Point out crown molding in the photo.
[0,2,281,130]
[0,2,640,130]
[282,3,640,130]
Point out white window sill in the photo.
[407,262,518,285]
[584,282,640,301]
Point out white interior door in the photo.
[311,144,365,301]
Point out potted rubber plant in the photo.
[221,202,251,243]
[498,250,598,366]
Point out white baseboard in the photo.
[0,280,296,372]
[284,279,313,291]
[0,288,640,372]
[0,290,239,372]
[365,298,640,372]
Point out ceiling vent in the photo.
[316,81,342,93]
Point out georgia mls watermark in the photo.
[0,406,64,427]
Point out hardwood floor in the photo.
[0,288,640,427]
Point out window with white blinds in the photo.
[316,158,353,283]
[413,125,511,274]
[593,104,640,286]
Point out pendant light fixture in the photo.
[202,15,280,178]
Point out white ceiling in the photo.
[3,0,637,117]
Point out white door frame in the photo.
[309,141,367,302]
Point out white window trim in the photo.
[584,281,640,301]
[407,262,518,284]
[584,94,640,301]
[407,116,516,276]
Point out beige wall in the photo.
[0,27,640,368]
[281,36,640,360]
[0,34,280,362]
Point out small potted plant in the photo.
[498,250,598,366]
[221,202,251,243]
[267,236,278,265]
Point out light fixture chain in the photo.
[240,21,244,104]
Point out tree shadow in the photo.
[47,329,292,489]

---

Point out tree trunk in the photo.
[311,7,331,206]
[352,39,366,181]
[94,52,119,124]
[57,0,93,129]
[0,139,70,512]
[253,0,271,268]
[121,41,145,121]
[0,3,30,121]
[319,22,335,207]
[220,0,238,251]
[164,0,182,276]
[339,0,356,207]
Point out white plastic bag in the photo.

==

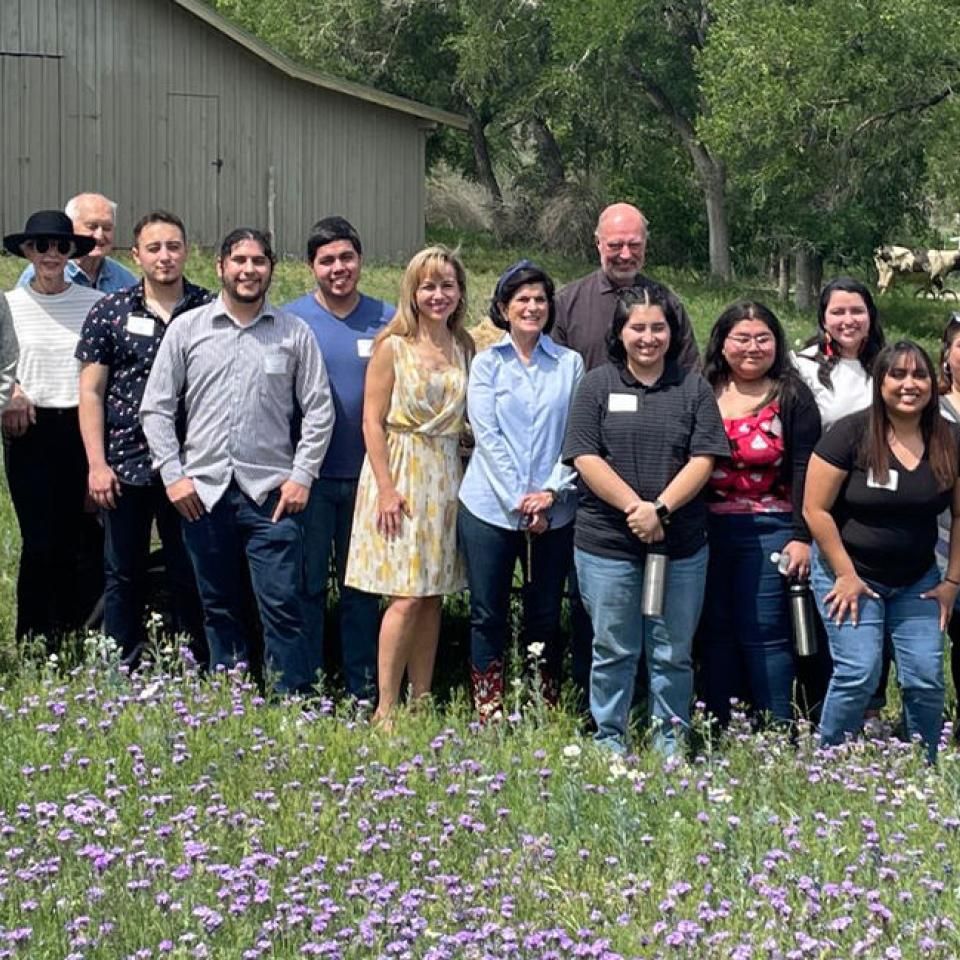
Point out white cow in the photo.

| STATED EXERCISE |
Beginning at the line that contains "Point out white door frame in the photo." and stopping after the line that contains "[240,21,244,104]", place those lines of the records into a JSON list of strings with one string per line, leaving out any blank lines.

| TASK OUTPUT |
[
  "Point out white door frame in the photo.",
  "[309,141,367,302]",
  "Point out white window trim in the photo.",
  "[584,281,640,301]",
  "[407,262,518,284]",
  "[584,94,640,301]",
  "[407,116,516,276]",
  "Point out beige wall in the photo.",
  "[0,27,640,368]",
  "[281,36,640,360]",
  "[0,34,280,362]",
  "Point out small potted plant in the photo.",
  "[498,250,598,366]",
  "[221,202,251,243]",
  "[267,236,278,265]",
  "Point out light fixture chain in the photo.",
  "[240,21,244,104]"
]